Directions: Using the entries below, return word for word the lines from the one containing "the green leaf in the photo above." up to and including the last.

Point annotation dataset records:
* * * * *

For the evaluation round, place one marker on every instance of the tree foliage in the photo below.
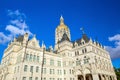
(117, 71)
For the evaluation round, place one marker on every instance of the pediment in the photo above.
(34, 43)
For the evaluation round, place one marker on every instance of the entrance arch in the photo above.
(89, 77)
(100, 77)
(80, 77)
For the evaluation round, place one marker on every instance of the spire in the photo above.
(61, 20)
(82, 29)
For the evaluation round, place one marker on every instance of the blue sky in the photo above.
(100, 19)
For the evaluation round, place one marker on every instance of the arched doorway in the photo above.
(88, 77)
(80, 77)
(99, 77)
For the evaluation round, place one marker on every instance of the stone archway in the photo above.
(103, 77)
(89, 77)
(110, 77)
(100, 78)
(80, 77)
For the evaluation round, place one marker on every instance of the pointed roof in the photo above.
(84, 37)
(62, 25)
(61, 20)
(65, 37)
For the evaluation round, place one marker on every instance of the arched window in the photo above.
(30, 57)
(77, 52)
(86, 60)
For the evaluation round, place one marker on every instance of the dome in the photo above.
(62, 26)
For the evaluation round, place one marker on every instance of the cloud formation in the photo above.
(17, 26)
(114, 51)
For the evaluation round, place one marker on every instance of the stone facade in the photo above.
(83, 59)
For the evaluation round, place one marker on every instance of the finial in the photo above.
(34, 35)
(82, 29)
(61, 20)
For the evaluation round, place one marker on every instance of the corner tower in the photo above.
(60, 30)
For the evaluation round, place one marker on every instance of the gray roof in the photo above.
(65, 38)
(20, 38)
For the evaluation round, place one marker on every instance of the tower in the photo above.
(60, 30)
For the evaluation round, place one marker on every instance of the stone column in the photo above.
(84, 77)
(95, 76)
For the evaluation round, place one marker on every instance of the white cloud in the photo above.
(115, 38)
(17, 26)
(114, 51)
(4, 38)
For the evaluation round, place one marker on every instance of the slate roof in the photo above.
(65, 38)
(84, 37)
(20, 38)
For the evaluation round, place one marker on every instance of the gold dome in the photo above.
(62, 25)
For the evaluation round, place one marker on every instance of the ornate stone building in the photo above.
(82, 59)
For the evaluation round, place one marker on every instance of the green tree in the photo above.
(117, 72)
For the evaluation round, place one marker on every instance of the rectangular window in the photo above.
(78, 63)
(44, 78)
(31, 69)
(64, 72)
(30, 78)
(59, 63)
(15, 70)
(44, 70)
(30, 57)
(27, 57)
(18, 69)
(38, 58)
(24, 78)
(44, 61)
(51, 62)
(37, 69)
(64, 63)
(25, 68)
(34, 58)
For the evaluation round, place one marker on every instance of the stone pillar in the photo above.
(95, 76)
(84, 77)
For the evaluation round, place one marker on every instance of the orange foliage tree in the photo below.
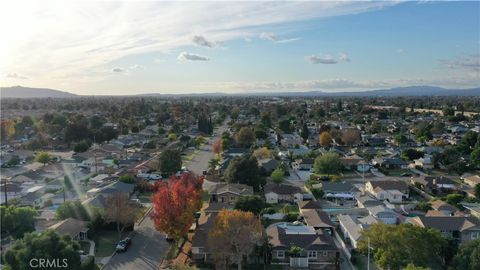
(175, 203)
(234, 235)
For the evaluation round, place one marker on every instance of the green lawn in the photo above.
(106, 241)
(279, 208)
(85, 246)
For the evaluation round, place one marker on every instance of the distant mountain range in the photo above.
(26, 92)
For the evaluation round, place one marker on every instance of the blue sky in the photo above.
(138, 47)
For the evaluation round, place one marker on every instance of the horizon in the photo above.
(136, 47)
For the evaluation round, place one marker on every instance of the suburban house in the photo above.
(304, 164)
(389, 162)
(352, 226)
(204, 224)
(459, 227)
(444, 208)
(472, 180)
(433, 184)
(268, 165)
(317, 248)
(384, 214)
(229, 193)
(340, 190)
(318, 219)
(282, 193)
(75, 228)
(392, 191)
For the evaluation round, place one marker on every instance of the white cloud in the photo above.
(325, 59)
(344, 57)
(119, 70)
(93, 34)
(270, 36)
(184, 56)
(203, 42)
(15, 76)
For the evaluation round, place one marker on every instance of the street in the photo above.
(146, 252)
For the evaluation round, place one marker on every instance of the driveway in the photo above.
(146, 252)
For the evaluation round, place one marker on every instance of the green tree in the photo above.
(328, 163)
(17, 220)
(47, 244)
(254, 204)
(468, 256)
(244, 170)
(277, 175)
(394, 246)
(245, 137)
(42, 157)
(477, 191)
(127, 178)
(170, 162)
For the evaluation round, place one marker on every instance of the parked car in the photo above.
(124, 244)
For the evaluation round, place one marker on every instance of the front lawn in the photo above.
(106, 241)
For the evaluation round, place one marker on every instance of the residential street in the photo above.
(146, 252)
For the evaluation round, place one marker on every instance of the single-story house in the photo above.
(275, 193)
(317, 248)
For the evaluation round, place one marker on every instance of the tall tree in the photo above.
(325, 139)
(42, 157)
(394, 246)
(328, 163)
(121, 211)
(245, 137)
(175, 203)
(234, 235)
(244, 170)
(170, 162)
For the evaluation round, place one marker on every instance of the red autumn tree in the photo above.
(217, 146)
(175, 203)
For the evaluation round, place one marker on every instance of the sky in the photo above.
(132, 47)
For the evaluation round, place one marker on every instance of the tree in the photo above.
(17, 220)
(351, 136)
(175, 203)
(244, 170)
(285, 126)
(328, 163)
(468, 256)
(245, 137)
(277, 175)
(394, 246)
(411, 154)
(477, 191)
(234, 235)
(325, 139)
(305, 132)
(254, 204)
(42, 157)
(262, 152)
(217, 146)
(47, 244)
(127, 178)
(121, 211)
(454, 199)
(170, 162)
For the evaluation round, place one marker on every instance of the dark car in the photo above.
(124, 244)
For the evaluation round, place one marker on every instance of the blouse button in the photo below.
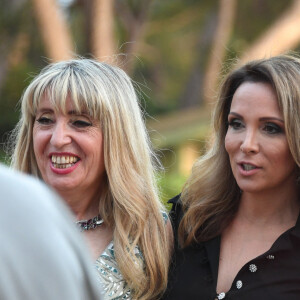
(239, 284)
(252, 268)
(221, 296)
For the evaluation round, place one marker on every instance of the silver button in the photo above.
(253, 268)
(221, 296)
(239, 284)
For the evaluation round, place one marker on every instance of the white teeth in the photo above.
(62, 162)
(248, 167)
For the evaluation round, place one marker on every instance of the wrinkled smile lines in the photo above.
(63, 160)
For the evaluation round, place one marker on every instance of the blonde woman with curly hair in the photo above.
(238, 215)
(82, 132)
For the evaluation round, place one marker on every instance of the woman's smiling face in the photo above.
(68, 148)
(256, 143)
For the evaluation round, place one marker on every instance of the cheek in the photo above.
(229, 143)
(39, 140)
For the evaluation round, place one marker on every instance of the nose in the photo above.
(60, 135)
(250, 143)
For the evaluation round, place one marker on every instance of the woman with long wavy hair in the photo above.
(237, 224)
(82, 132)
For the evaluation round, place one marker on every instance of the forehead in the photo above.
(65, 106)
(255, 97)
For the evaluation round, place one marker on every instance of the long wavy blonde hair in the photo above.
(129, 201)
(211, 195)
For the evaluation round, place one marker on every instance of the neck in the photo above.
(270, 207)
(84, 204)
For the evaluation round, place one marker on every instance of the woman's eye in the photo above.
(272, 128)
(235, 124)
(44, 121)
(81, 124)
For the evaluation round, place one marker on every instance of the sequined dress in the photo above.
(110, 278)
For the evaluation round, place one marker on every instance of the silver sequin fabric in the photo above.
(111, 280)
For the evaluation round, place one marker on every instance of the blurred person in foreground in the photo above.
(237, 218)
(81, 130)
(41, 253)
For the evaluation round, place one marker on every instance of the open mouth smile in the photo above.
(248, 167)
(63, 161)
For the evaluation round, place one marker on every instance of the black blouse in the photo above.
(274, 275)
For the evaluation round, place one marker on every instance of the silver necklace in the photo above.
(89, 224)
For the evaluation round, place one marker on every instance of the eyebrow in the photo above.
(260, 119)
(70, 112)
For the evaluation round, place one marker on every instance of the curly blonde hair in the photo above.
(129, 202)
(211, 195)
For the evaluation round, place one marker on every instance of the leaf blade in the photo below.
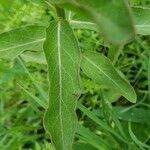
(60, 52)
(96, 64)
(14, 42)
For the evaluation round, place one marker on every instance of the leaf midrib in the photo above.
(60, 78)
(21, 45)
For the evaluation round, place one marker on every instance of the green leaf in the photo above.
(14, 42)
(63, 59)
(108, 15)
(100, 69)
(142, 21)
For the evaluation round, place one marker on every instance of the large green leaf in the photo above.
(112, 17)
(63, 59)
(142, 20)
(16, 41)
(100, 69)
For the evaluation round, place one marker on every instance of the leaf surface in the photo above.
(100, 69)
(63, 59)
(14, 42)
(142, 20)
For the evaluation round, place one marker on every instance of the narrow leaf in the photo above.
(14, 42)
(142, 21)
(63, 57)
(100, 69)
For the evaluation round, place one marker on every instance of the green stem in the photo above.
(60, 12)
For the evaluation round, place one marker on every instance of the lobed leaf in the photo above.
(63, 57)
(100, 69)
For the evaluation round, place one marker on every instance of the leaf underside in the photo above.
(63, 57)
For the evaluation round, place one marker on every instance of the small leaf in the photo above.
(113, 18)
(63, 57)
(142, 21)
(100, 69)
(14, 42)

* * * * *

Result of the task:
For the evaluation round, place one marker on every instance of the green leaf in the photo above.
(14, 42)
(63, 59)
(108, 15)
(100, 69)
(142, 21)
For the evaluation round, place one marker on every instance of the large green leaf in the photo above.
(112, 17)
(63, 59)
(142, 20)
(16, 41)
(100, 69)
For the evaluation round, place one marker on every instance of the leaf surface in the photo above.
(100, 69)
(63, 59)
(14, 42)
(142, 20)
For the evaluation round, place one marker on every instance of the narrow leaf in the photo above.
(14, 42)
(142, 21)
(63, 57)
(100, 69)
For the evaluation round, place one marker on every instance of the green stem in the photo above.
(60, 12)
For the evaluation round, place one marker on every instance of the lobed leaf in the photo above.
(63, 57)
(100, 69)
For the evaluation round, place one marker on every instance of the leaf underside in the photo above.
(63, 57)
For the evaluation round, place one marker on every instance of the small leaf in the photo above.
(113, 18)
(63, 57)
(142, 21)
(100, 69)
(14, 42)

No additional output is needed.